- Check your understanding:
[1] Quote the passage on the Jennings novels from "The stories invented" up to and including "Diarmaid Jennings (1913–2009).".
[2] Write what comes next in the passage about the Jennings novels, starting after its last sentence.

----- Selected passage

The first ten novels in the series were reprinted in the UK in paperback, by Armada Books, in the late 1960s; and many of the novels were translated from the original English into foreign languages.

==Style==
Much of the humour rests on misunderstandings attributable to Jennings's literal-mindedness and impetuosity. In the earliest novels in the series there are some Latin puns (typically omitted from later reprints), but Buckeridge discontinued these, apparently to maximise their appeal. The earlier novels present an idealised version of rural or small-town, middle-class English life in the years between the Second World War and the social revolution of the 1960s; the later ones are still rooted in this era (as Buckeridge admitted) but reflect the changing times surprisingly well. Unlike many of his fans, Buckeridge tended to prefer his later books to his earlier ones, possibly because he was a man of the Left and had more positive political memories of the post-1964 period; when the books were reprinted in paperback in the late 1980s, he chose some of the later books for early publication ahead of those originally written in the 1950s.

The stories invented some vernacular language for the boys to use. In particular they coined the word "ozard". The post-war slang "wizard" generally meant "good" or "very good". "Ozard" derives from "Wizard of Oz" and was used to describe anything the boys disliked or dreaded. It was also used to describe the anger of Mr. Wilkins, which could be "ozard", "ozard squared" and occasionally "ozard cubed".

==Characters==
- J. C. T. (John Christopher Timothy) Jennings – son of a businessman whose home is at Haywards Heath in the stockbroker belt. He is good-natured and well-meaning, but his tendency to act on impulse results in him frequently getting into trouble. Buckeridge told BBC reporter Michael Crick that the fictional Jennings had been modelled on a schoolfriend, Diarmaid Jennings (1913–2009).

----------
----- Excerpted data

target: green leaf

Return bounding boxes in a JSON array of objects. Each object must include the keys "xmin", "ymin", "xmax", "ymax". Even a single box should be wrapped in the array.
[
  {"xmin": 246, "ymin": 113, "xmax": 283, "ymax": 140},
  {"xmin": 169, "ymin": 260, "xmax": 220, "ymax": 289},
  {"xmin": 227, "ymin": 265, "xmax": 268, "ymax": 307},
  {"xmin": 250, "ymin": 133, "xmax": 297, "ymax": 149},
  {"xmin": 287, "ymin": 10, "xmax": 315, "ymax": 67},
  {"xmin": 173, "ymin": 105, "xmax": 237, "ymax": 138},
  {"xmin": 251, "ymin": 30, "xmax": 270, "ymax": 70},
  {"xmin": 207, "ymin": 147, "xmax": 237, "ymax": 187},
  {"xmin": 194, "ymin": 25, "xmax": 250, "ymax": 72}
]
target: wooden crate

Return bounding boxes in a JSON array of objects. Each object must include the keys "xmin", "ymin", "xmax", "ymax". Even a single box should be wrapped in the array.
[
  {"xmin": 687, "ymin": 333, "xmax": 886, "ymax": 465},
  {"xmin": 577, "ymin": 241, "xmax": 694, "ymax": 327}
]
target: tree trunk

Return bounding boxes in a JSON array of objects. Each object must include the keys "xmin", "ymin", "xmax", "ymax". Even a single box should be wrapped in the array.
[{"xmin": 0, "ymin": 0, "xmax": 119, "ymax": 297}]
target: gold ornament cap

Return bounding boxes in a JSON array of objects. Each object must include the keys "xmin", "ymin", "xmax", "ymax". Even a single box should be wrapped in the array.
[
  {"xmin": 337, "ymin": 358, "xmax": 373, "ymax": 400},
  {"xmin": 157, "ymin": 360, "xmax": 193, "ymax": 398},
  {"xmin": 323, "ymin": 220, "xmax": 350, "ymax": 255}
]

----------

- Results for the exercise:
[1]
The stories invented some vernacular language for the boys to use. In particular they coined the word "ozard". The post-war slang "wizard" generally meant "good" or "very good". "Ozard" derives from "Wizard of Oz" and was used to describe anything the boys disliked or dreaded. It was also used to describe the anger of Mr. Wilkins, which could be "ozard", "ozard squared" and occasionally "ozard cubed".

==Characters==
- J. C. T. (John Christopher Timothy) Jennings – son of a businessman whose home is at Haywards Heath in the stockbroker belt. He is good-natured and well-meaning, but his tendency to act on impulse results in him frequently getting into trouble. Buckeridge told BBC reporter Michael Crick that the fictional Jennings had been modelled on a schoolfriend, Diarmaid Jennings (1913–2009).

[2]
- C. E. J. (Charles Edwin Jeremy) Darbishire – mild-mannered and short-sighted, the son of a clergyman, the Reverend Percival Darbishire, from whom he has inherited a habit of sententiously citing proverbs (generally prefixed with "My father says..."). Darbishire is Jennings's right-hand man. Inherently more cautious than his best friend, he usually finds himself drawn into situations in which he would rather not be involved.
- Venables, Atkinson, Temple, Bromwich (Major) – all are classmates of Jennings in Form 3, and fellow boarders, who share Dormitory 4 with Jennings and Darbishire. Temple's nickname was Bod, by a tortuous schoolboy logic involving his initials: CAT (Charles A Temple), was changed to DOG, then amended to 'Dogsbody', which was finally shortened to 'Bod'.
- Pettigrew, Marshall – day boys in Jennings' form, whose privileges Jennings frequently "borrows" in order to assist him in bending school rules.
- Binns Minor, Blotwell – shrill-voiced first-formers who are treated with the condescension appropriate to their junior years by Jennings and his contemporaries.
- Mr L. P. (Lancelot Phineas) Wilkins (Old Wilkie) – Jennings's form master, a man of limited patience and a volcanic temperament, redeemed by a hidden heart of gold at least once in every book. His catchphrases, both of them frequently uttered in order to express his anger and frustration at the boys' antics, are, "Doh! You silly little boy!" and "...I - I - Corwumph!"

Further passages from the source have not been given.